Exercise goal: For each statement, say yes or no depending on whether it agrees with the commit text below, and quote the exact words of the text that decide it. 1. Sylvain Gugger is listed as a co-author of the change. 2. The text says Transformers integrates DeepSpeed in three ways. 3. The new wording describes the integration through `Trainer` as an "everything-done-for-you" type.

[docs] post-PR merge fix (huggingface#15355)

stas00 · sgugger · web-flow · commit fc8fc400e394 · 2022-01-26T11:23:32.000-08:00
* [docs] post-PR merge fix

* Update docs/source/main_classes/deepspeed.mdx

Co-authored-by: Sylvain Gugger &lt;35901082+sgugger@users.noreply.github.com&gt;

Co-authored-by: Sylvain Gugger &lt;35901082+sgugger@users.noreply.github.com&gt;
diff --git a/docs/source/main_classes/deepspeed.mdx b/docs/source/main_classes/deepspeed.mdx
@@ -31,7 +31,7 @@ won't be possible on a single GPU.
 
 🤗 Transformers integrates [DeepSpeed](https://github.com/microsoft/DeepSpeed) via 2 options:
 
-1. Integration of the core DeepSpeed features via [`Trainer`]. This is everything done for your type
+1. Integration of the core DeepSpeed features via [`Trainer`]. This is an everything-done-for-you type
    of integration - just supply your custom config file or use our template and you have nothing else to do. Most of
    this document is focused on this feature.

Dataset content:

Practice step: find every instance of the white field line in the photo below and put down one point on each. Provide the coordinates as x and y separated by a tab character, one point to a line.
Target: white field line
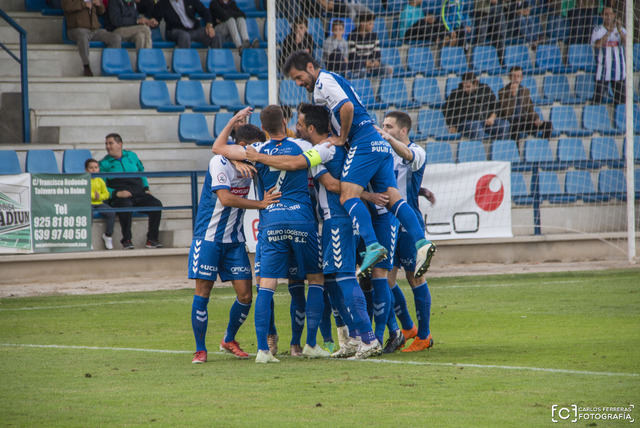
377	361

Written response:
1. Yes: "Co-authored-by: Sylvain Gugger"
2. No: "integrates [DeepSpeed](https://github.com/microsoft/DeepSpeed) via 2 options"
3. Yes: "This is an everything-done-for-you type"